**Selected extract**
########################################

Eric R. Kandel is a University Professor and Professor of Physiology, Biochemistry at Columbia. Kandel’s research has focused on synaptic plasticity in the central nervous system and on the molecular basis of higher cognitive functions. His discoveries of cellular and molecular mechanisms contributing to simple forms of learning and memory storage provided the first biochemical insights into learned behavior.
 
For his work and achievements, Kandel has been widely recognized and received in the year 2000 the Nobel Prize in Physiology and Medicine.

########################################

According to the profile of Eric R. Kandel, in what year did he receive the Nobel Prize in Physiology and Medicine?

**Stored data**
########################################

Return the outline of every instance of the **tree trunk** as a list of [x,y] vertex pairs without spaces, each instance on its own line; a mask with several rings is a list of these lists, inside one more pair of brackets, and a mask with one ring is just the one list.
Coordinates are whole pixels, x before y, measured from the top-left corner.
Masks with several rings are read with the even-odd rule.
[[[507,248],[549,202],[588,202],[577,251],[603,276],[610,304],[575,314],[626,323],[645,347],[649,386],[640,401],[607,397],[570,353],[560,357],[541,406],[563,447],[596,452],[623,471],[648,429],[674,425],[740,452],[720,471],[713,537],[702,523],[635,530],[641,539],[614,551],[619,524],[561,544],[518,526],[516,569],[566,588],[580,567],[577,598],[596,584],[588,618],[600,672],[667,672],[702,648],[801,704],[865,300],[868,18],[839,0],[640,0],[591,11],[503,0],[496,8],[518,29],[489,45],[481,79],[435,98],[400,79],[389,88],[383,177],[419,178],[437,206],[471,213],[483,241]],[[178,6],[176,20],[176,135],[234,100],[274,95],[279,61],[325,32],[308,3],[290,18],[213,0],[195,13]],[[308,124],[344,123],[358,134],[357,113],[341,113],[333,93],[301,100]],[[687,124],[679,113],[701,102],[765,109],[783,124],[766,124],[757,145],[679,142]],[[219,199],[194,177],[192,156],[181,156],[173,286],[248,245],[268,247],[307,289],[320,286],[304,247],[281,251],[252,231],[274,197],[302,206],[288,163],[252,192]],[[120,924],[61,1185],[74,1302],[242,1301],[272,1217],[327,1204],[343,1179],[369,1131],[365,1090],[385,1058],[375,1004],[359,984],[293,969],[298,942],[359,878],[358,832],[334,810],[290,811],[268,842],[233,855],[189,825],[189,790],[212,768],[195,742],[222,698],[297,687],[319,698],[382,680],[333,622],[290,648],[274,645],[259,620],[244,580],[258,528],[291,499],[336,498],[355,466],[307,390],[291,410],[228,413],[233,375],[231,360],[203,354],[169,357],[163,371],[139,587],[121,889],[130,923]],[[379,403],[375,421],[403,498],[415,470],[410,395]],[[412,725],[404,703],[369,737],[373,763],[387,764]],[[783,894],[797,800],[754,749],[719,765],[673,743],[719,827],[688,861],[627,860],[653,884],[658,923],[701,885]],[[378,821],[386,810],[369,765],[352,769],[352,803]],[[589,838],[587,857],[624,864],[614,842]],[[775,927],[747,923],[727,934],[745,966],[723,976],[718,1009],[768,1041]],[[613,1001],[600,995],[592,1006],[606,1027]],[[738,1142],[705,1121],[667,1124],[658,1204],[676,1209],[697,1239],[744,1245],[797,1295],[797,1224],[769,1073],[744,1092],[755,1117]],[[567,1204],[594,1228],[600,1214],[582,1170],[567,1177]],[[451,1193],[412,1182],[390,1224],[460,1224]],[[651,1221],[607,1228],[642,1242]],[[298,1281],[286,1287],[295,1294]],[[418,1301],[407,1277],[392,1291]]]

########################################

**Answer to this exercise**
2000